▶ _課題内容_
特徴量選択についての抜粋のうち、「To find the」で始まり「上でK=40にしましたが、Kの値を決める方法を考えます。」に至るまでの部分を、「threshold」を「cutoff」に入れ替えて書き直しなさい。

▶ _抜粋_
_ _ _
概要) 特徴量が多すぎるとoverfitします。また、処理も重くなります。なので特徴量を選択する必要があります。

1) Which data to use for feature selection?

Including validation and test data within the feature selection is a source of leakage. You'll want to perform feature selection on the train set only, then use the results there to remove features from the validation and test sets.

2) Univariate Feature Selection

Create the selector with SelectKBest using f_classif as the scoring function. The .fit_transform method will return an array with the best features retained. However, it doesn't retain the column names so you'll need to get them back. The easiest way is to use selector.inverse_transform(X_new) to get back an array with the same shape as the original features but with the dropped columns zeroed out. From this you can build a DataFrame with the same index and columns as the original features. From here, you can find the names of the dropped columns by finding all the columns with a variance of zero.

    # Do feature extraction on the training data only!
    selector = SelectKBest(f_classif, k=40)
    X_new = selector.fit_transform(train[feature_cols], train['is_attributed'])

    # Get back the features we've kept, zero out all other features
    selected_features = pd.DataFrame(selector.inverse_transform(X_new),
                                    index=train.index,
                                    columns=feature_cols)

    # Dropped columns have values of all 0s, so var is 0, drop them
    dropped_columns = selected_features.columns[selected_features.var() == 0]

selectKbestは統計検定を行います。defaultのf_classifを使うと、ANOVA F-valueの上位K個の特徴量をとってきます。また、chi2を使うとChi-squared検定をしてくれます。参考：sklearn.feature_selection.SelectKBest — scikit-learn 0.24.1 documentation

3) The best value of K

To find the best value of K, you can fit multiple models with increasing values of K, then choose the smallest K with validation score above some threshold or some other criteria. A good way to do this is loop over values of K and record the validation scores for each iteration.

上でK=40にしましたが、Kの値を決める方法を考えます。

Kでloopしてvalidation scoreがどう変化するかをよく見ながら、なるべく小さなKの値を決めます。
_ _ _
▶ _項目一覧_
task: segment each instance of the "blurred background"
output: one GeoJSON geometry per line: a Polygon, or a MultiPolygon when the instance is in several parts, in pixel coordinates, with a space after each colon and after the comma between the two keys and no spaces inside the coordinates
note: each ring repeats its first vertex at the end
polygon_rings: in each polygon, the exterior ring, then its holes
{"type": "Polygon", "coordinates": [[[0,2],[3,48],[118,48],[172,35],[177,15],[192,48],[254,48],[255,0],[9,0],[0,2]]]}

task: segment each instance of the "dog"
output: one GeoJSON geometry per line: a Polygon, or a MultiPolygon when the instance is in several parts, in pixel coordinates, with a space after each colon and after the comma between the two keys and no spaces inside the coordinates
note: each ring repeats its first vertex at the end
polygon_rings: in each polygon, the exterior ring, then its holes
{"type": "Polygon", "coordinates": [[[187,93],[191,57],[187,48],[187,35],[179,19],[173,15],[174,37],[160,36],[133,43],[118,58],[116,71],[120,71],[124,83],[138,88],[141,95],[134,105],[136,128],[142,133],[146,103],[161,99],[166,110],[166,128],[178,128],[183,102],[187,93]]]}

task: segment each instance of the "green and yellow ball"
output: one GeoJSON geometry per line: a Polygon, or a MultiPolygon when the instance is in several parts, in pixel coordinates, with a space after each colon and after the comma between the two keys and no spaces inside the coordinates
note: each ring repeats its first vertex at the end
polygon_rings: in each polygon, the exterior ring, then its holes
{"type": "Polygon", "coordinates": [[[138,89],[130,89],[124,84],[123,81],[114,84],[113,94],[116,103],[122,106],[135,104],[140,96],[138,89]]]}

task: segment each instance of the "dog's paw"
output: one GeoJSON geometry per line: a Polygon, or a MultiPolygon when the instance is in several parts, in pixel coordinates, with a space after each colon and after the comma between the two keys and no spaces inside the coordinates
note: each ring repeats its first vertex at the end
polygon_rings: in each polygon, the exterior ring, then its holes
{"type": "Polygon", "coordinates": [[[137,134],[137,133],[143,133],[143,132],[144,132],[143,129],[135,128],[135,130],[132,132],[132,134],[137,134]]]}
_ _ _
▶ _解答例_
To find the best value of K, you can fit multiple models with increasing values of K, then choose the smallest K with validation score above some cutoff or some other criteria. A good way to do this is loop over values of K and record the validation scores for each iteration.

上でK=40にしましたが、Kの値を決める方法を考えます。